Document excerpt -
-- -- --

[R] Need a vectorized way to avoid two nested FOR loops

Thu Oct 8 19:41:38 CEST 2009

Bert, Jim, Dimitris and Joris,

Thank you all very much for your prompt help and suggestions.

After trying the ideas out, I have decided to go with Bert's approach  
since it is by far the fastest of the lot.

Thanks again!

Rama Ramakrishnan

On Oct 8, 2009, at 12:49 PM, Bert Gunter wrote:

>
> If I understand your intent, I believe you can get what you want  
> much faster
> (no interpreted loops and linear times) by looking at this slightly
> differently.
>
> First of all, the choice of columns is unimportant, as indexing can  
> be used
> to create a data frame containing only the columns of interest. So I  
> think
> you can abstract your request to: group the rows of a data frame so  
> that all
> rows in a group "match."  Now the problem here is exactly what you  
> mean by
> "match." If the data are numeric, finite precision arithmetic  
> requires one
> to ask whether you mean  **exactly equal** or just equal within a  
> tolerance.

-- -- --

Data -

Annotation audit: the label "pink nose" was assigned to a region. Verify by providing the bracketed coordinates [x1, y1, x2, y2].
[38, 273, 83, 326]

-- -- --

Required task - Print the part of the mailing-list message about nested loops starting with "Thank you all" and going on through "of the lot.", word for word.

Exercise result -
Thank you all very much for your prompt help and suggestions.

After trying the ideas out, I have decided to go with Bert's approach  
since it is by far the fastest of the lot.